[START Text block]
Section 994 Unfair Prejudice Petitions: A Guide for Shareholders

Prepared by Benjamin Rose, Solicitor, on behalf of Acumen Law's Dispute Resolution Team

Last Reviewed: 17 November 2025

Summary

Section 994 of the Companies Act 2006 (the ‘2006 Act’) provides a statutory remedy where a company's affairs are conducted in a way that is unfairly prejudicial to shareholders' interests. It is the primary mechanism for resolving serious disputes in private companies, particularly quasi-partnerships and owner-managed businesses.

The court asks not only whether conduct harms the minority, but whether it is unfair given the company's constitution and the parties' legitimate expectations. The usual remedy is a buy-out order requiring the majority to purchase the minority's shares at fair value - often without a minority discount in quasi-partnership cases.

For both sides, three questions matter: when does conduct cross into unfair prejudice; how does Section 994 interact with articles of association, shareholder agreements and fiduciary duties; and what are the commercial realities of a remedy that is flexible, high-stakes and expensive to litigate.

Legal Framework

Section 994(1)(a) of the 2006 Act enables a shareholder to petition the court where:

‘the company's affairs are being or have been conducted in a manner that is unfairly prejudicial to the interests of members generally or of some part of its members (including at least himself).’

Standing 

Only a "member" can bring an unfair prejudice petition under Section 994. This includes registered shareholders and certain persons to whom shares have been transmitted by operation of law or who are entitled to be registered (some personal representatives or transferees, for example).

Creditors, employees and other stakeholders cannot petition unless they also qualify as members. The complaint must relate to the petitioner's interests as a shareholder, not in some other capacity.

The Two-Limb Test

Two elements must be satisfied:

Prejudice. The conduct must harm the petitioner's interests as a member. This is often financial - reduced dividends, dilution, loss of value - but can be non-financial, such as exclusion from management in a quasi-partnership or loss of information rights.
[END Text block]
[START Given information]
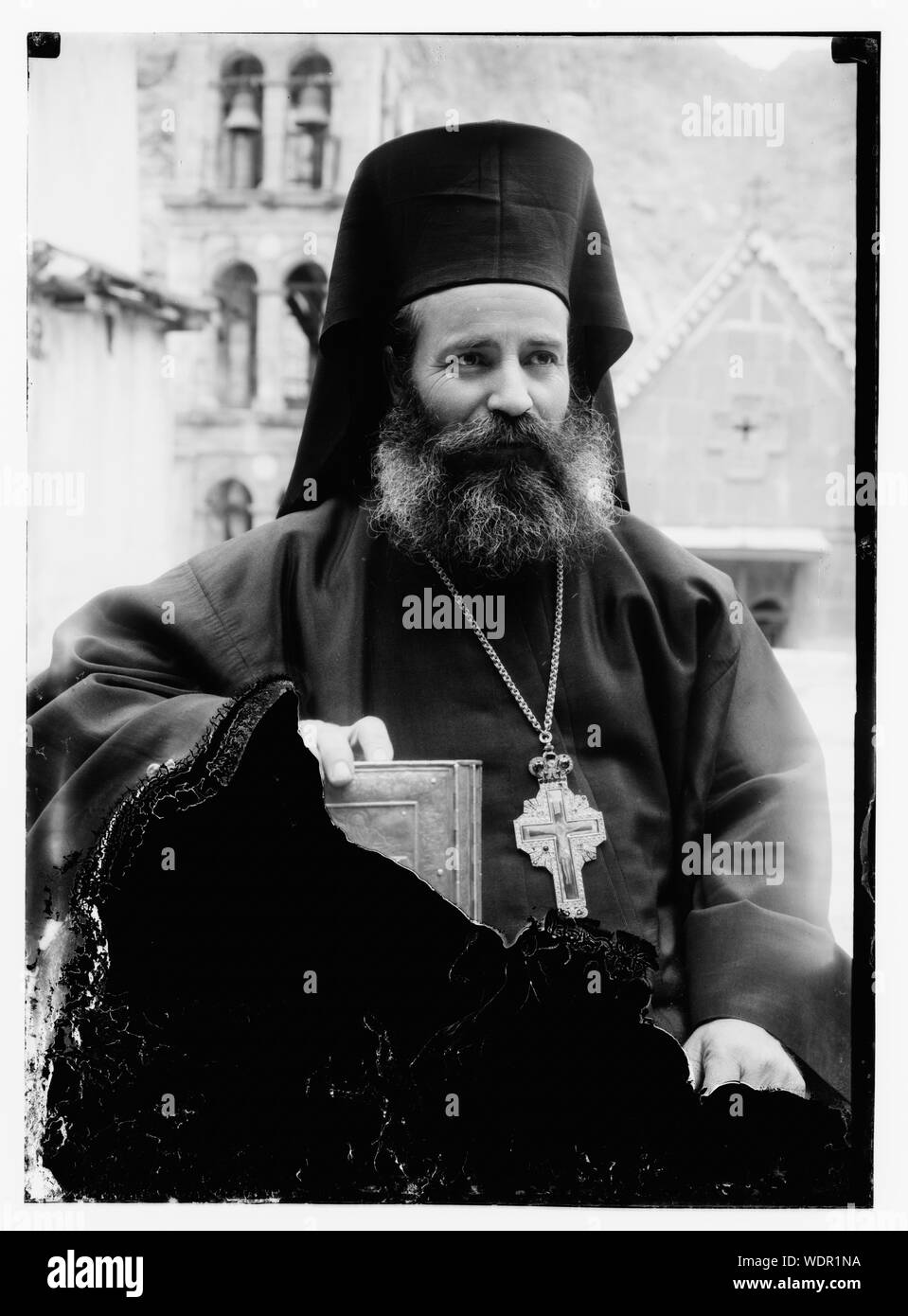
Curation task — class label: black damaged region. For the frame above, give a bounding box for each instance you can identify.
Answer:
[44,687,850,1205]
[END Given information]
According to the Section 994 guide, what is the usual remedy the court grants? The lines come from a source separate from the Section 994 guide.

A buy-out order requiring the majority to purchase the minority's shares at fair value.